* **Problem statement**
State how many lines in the items below contain the string "coat". Give only the number.

-=-=-

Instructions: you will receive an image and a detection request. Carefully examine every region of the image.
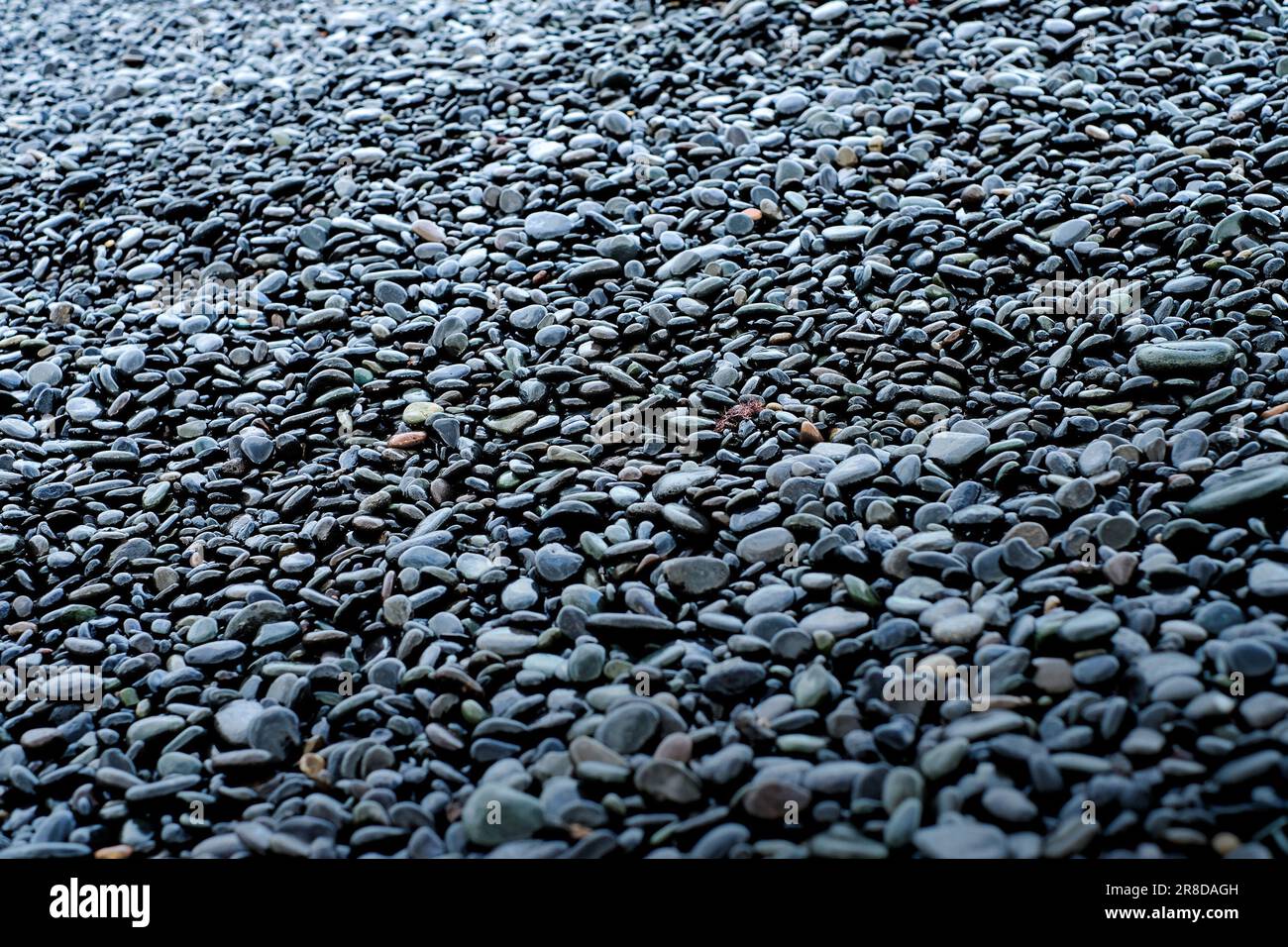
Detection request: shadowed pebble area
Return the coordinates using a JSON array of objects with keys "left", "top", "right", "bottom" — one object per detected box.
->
[{"left": 0, "top": 0, "right": 1288, "bottom": 858}]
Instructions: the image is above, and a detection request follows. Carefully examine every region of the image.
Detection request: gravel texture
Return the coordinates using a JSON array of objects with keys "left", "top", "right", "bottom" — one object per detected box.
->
[{"left": 0, "top": 0, "right": 1288, "bottom": 858}]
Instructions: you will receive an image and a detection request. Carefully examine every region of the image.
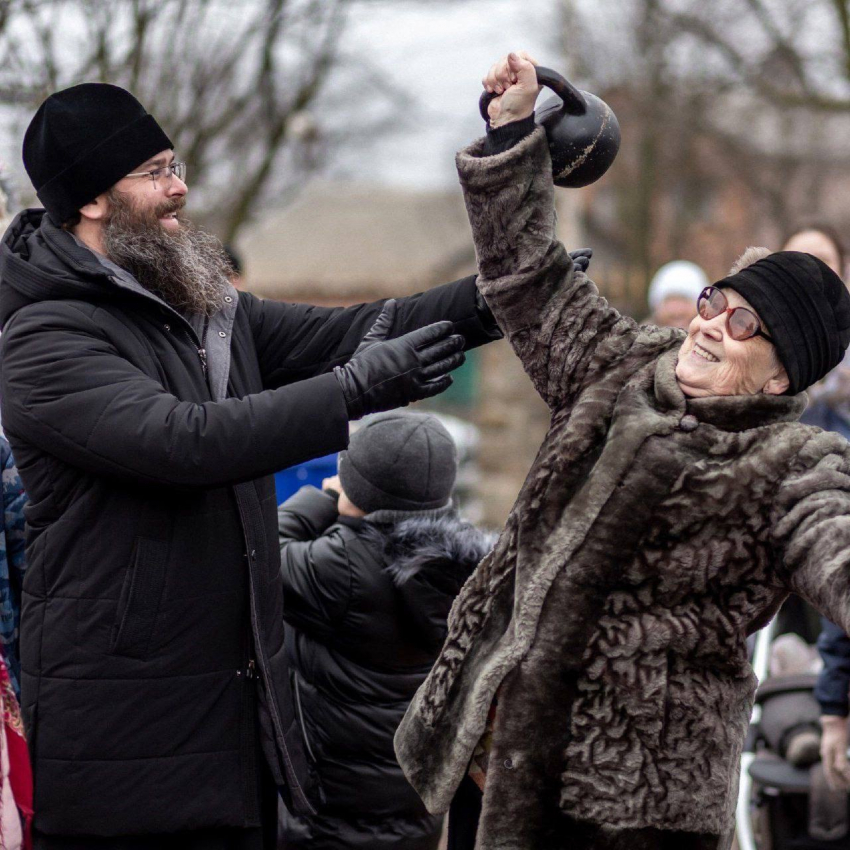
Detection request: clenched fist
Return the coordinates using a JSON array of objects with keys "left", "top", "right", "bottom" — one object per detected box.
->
[{"left": 481, "top": 50, "right": 542, "bottom": 127}]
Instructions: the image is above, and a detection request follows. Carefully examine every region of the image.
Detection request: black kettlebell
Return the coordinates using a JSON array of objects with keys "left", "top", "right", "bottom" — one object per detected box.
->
[{"left": 478, "top": 66, "right": 620, "bottom": 189}]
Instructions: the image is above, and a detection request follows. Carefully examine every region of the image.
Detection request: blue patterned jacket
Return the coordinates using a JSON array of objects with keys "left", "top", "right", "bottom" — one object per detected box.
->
[{"left": 0, "top": 436, "right": 27, "bottom": 699}]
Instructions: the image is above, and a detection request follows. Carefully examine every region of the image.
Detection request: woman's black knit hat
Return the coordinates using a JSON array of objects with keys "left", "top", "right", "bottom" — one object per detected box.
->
[
  {"left": 24, "top": 83, "right": 174, "bottom": 225},
  {"left": 715, "top": 251, "right": 850, "bottom": 395}
]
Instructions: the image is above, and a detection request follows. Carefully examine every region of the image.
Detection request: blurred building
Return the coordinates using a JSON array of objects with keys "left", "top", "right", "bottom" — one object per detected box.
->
[{"left": 239, "top": 182, "right": 579, "bottom": 527}]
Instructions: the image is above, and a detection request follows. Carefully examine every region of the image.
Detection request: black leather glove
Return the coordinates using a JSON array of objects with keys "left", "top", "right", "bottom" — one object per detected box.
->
[
  {"left": 334, "top": 300, "right": 465, "bottom": 419},
  {"left": 570, "top": 248, "right": 593, "bottom": 273}
]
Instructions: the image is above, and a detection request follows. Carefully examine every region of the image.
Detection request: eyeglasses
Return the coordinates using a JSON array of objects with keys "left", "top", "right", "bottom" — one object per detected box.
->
[
  {"left": 697, "top": 286, "right": 773, "bottom": 342},
  {"left": 124, "top": 162, "right": 186, "bottom": 186}
]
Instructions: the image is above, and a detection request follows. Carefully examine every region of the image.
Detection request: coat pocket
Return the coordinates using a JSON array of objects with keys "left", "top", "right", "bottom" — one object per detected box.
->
[{"left": 110, "top": 537, "right": 168, "bottom": 659}]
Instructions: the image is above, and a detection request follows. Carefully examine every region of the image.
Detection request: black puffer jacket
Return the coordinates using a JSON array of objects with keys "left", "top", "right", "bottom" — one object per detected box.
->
[
  {"left": 0, "top": 210, "right": 496, "bottom": 835},
  {"left": 278, "top": 487, "right": 492, "bottom": 850}
]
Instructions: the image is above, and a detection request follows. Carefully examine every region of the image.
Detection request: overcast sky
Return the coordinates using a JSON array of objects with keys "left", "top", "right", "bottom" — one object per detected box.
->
[{"left": 331, "top": 0, "right": 558, "bottom": 188}]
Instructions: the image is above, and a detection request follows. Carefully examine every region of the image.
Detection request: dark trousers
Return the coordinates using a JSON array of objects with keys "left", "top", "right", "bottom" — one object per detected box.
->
[{"left": 448, "top": 776, "right": 719, "bottom": 850}]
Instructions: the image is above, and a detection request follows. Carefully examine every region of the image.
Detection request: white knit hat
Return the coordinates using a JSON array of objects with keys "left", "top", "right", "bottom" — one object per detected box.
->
[{"left": 649, "top": 260, "right": 711, "bottom": 311}]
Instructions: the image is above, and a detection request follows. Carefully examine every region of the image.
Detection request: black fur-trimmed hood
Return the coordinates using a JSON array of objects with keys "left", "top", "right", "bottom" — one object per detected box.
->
[{"left": 372, "top": 515, "right": 496, "bottom": 653}]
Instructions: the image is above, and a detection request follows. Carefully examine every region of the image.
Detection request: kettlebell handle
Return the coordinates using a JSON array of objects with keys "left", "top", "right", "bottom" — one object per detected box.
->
[{"left": 478, "top": 65, "right": 587, "bottom": 121}]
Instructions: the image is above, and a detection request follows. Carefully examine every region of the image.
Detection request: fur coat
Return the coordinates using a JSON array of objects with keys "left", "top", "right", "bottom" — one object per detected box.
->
[{"left": 395, "top": 129, "right": 850, "bottom": 850}]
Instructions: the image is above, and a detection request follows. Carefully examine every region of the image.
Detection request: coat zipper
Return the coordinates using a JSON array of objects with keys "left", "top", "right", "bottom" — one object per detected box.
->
[
  {"left": 234, "top": 496, "right": 316, "bottom": 814},
  {"left": 198, "top": 316, "right": 210, "bottom": 378}
]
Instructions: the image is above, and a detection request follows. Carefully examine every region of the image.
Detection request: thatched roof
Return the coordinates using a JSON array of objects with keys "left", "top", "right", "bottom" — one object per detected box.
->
[{"left": 239, "top": 181, "right": 475, "bottom": 303}]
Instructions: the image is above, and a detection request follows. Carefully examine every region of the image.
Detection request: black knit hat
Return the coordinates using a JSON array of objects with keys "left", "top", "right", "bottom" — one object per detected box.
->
[
  {"left": 715, "top": 251, "right": 850, "bottom": 395},
  {"left": 24, "top": 83, "right": 174, "bottom": 225},
  {"left": 339, "top": 410, "right": 457, "bottom": 514}
]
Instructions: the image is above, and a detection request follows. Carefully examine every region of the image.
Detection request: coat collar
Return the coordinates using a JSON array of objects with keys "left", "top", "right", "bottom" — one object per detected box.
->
[{"left": 655, "top": 348, "right": 807, "bottom": 431}]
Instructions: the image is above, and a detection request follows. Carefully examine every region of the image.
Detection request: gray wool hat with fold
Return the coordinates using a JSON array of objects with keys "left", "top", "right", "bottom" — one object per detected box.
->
[{"left": 339, "top": 410, "right": 457, "bottom": 514}]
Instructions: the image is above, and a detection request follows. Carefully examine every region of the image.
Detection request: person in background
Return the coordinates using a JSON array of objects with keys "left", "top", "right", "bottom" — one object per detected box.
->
[
  {"left": 782, "top": 222, "right": 850, "bottom": 412},
  {"left": 782, "top": 222, "right": 850, "bottom": 788},
  {"left": 648, "top": 260, "right": 710, "bottom": 330},
  {"left": 278, "top": 412, "right": 493, "bottom": 850},
  {"left": 0, "top": 436, "right": 33, "bottom": 850},
  {"left": 781, "top": 222, "right": 847, "bottom": 278},
  {"left": 0, "top": 436, "right": 27, "bottom": 701}
]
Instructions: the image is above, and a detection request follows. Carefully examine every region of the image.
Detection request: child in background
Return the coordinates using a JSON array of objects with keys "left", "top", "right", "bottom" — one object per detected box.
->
[{"left": 278, "top": 411, "right": 493, "bottom": 850}]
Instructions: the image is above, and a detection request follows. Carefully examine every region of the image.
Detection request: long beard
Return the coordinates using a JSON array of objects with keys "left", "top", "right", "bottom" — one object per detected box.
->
[{"left": 103, "top": 189, "right": 232, "bottom": 316}]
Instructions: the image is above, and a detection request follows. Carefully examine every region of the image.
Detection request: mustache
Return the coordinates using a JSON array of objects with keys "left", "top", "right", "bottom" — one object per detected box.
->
[{"left": 153, "top": 197, "right": 186, "bottom": 218}]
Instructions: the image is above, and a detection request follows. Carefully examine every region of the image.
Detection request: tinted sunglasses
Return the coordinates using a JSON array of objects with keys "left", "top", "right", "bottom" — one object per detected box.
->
[{"left": 697, "top": 286, "right": 773, "bottom": 342}]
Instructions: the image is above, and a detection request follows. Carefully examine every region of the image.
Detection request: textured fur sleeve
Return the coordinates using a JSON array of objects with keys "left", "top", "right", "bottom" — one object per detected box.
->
[
  {"left": 457, "top": 129, "right": 637, "bottom": 409},
  {"left": 774, "top": 432, "right": 850, "bottom": 632}
]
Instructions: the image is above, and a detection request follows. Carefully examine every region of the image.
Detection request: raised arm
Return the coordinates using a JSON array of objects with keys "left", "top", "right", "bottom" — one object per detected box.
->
[
  {"left": 773, "top": 432, "right": 850, "bottom": 632},
  {"left": 239, "top": 275, "right": 501, "bottom": 388},
  {"left": 277, "top": 487, "right": 351, "bottom": 638},
  {"left": 464, "top": 51, "right": 638, "bottom": 408}
]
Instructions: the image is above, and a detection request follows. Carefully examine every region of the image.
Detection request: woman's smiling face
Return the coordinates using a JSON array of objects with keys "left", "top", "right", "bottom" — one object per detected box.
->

-=-=-

* **Written solution**
4